Problem to solve = Below are the records. State how many of their lines hold the word "pull", and add nothing else.

** Supplied records follows **

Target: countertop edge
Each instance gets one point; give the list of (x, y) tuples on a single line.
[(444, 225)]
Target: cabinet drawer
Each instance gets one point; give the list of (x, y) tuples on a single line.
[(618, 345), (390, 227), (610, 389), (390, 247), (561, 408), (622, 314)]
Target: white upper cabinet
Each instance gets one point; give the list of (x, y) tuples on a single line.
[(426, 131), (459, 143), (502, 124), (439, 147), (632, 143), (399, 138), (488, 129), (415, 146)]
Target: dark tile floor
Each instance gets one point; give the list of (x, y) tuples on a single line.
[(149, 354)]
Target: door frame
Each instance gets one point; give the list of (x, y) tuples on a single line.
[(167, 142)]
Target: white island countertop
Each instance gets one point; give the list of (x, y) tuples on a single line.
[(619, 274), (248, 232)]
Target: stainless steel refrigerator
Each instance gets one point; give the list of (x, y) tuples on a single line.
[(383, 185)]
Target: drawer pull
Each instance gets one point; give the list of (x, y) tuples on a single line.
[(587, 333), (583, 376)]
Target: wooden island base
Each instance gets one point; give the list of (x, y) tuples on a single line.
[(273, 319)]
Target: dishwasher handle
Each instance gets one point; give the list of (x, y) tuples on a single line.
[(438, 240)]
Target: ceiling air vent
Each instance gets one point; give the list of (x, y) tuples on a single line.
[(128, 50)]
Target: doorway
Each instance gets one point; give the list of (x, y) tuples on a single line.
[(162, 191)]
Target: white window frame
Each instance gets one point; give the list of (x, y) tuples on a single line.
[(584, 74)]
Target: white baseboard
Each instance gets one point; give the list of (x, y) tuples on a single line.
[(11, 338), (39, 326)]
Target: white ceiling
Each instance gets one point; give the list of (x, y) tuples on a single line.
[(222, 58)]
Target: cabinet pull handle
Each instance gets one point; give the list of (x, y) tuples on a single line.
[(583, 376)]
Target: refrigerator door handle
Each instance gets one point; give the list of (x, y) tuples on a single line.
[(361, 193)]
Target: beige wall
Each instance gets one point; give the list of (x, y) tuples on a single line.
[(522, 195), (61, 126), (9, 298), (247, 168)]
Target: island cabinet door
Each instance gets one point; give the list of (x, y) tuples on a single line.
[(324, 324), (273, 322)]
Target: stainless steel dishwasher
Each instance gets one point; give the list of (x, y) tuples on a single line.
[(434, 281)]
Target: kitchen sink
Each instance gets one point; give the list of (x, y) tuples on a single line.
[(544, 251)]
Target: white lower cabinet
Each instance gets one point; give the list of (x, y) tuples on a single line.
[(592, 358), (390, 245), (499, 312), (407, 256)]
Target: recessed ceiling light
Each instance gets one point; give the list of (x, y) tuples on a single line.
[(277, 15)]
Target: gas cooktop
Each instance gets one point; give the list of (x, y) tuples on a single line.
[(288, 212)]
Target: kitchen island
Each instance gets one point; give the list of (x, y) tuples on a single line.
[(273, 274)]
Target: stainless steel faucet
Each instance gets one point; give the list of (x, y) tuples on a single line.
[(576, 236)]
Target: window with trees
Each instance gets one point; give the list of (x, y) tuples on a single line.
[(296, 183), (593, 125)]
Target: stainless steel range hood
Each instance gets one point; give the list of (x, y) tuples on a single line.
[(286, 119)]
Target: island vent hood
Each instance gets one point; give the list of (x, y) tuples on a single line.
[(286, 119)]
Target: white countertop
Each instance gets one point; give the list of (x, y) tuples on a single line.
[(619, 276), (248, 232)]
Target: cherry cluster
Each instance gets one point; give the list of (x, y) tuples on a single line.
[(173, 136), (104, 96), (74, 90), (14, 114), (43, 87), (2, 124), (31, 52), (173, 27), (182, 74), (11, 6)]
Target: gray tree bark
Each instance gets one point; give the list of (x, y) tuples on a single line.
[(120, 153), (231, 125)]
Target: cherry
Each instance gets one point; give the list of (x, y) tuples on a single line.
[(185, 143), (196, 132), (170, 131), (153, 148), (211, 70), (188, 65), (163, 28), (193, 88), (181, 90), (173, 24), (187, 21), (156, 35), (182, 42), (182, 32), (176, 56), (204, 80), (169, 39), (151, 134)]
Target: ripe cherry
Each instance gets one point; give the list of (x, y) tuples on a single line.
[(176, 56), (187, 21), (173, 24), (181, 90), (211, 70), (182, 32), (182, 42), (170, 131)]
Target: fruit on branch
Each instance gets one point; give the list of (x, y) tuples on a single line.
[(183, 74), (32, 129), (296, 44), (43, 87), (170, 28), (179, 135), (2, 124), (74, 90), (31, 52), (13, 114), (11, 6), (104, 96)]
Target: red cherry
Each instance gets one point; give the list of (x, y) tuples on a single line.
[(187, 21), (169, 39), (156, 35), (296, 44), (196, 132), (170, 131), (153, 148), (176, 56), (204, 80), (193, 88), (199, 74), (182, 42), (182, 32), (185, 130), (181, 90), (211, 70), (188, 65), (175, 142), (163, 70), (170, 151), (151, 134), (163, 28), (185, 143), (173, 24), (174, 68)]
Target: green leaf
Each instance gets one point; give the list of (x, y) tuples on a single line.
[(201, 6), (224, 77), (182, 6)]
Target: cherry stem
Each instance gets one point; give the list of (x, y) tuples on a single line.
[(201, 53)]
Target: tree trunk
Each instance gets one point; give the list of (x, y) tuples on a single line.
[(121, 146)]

** End of Supplied records **

Worked solution = 2